Scan the data below and report how many lines include the word "building". Nothing else is wanted.
====== PROVIDED RECORDS
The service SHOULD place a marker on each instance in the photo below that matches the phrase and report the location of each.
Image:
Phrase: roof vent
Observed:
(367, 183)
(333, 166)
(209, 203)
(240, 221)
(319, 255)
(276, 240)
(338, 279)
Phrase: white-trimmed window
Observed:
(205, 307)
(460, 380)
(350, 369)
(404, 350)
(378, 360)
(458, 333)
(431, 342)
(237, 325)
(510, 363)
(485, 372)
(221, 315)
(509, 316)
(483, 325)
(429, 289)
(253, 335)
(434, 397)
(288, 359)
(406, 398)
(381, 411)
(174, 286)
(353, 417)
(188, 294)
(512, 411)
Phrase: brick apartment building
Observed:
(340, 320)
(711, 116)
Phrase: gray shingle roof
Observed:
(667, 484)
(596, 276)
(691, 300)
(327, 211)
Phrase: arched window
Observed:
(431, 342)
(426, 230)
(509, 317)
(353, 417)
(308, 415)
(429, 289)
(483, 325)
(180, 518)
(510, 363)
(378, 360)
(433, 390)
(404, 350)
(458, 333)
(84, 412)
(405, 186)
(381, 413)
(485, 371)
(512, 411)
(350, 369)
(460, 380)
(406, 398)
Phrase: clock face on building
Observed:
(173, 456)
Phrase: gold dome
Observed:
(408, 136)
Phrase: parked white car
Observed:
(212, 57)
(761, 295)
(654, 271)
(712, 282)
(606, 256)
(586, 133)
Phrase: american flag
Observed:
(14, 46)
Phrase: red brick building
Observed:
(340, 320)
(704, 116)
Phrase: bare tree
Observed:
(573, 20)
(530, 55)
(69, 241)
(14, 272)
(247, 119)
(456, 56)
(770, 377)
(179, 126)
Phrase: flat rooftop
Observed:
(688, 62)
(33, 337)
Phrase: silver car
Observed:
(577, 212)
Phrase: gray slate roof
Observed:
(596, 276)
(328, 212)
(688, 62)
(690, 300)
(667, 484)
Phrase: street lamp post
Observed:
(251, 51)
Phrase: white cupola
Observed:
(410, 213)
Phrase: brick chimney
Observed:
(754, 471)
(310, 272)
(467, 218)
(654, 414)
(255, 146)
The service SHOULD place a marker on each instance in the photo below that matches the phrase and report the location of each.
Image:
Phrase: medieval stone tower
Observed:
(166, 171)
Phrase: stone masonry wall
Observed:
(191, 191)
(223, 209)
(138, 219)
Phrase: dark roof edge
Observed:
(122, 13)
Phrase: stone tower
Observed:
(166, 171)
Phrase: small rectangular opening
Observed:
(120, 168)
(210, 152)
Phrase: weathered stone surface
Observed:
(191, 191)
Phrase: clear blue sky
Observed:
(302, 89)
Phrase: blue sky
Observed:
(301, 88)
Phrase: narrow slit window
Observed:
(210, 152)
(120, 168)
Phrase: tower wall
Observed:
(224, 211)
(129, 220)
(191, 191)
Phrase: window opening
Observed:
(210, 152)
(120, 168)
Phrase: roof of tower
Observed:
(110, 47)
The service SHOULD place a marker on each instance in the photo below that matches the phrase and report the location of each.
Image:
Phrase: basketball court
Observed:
============
ANSWER TO THIS EXERCISE:
3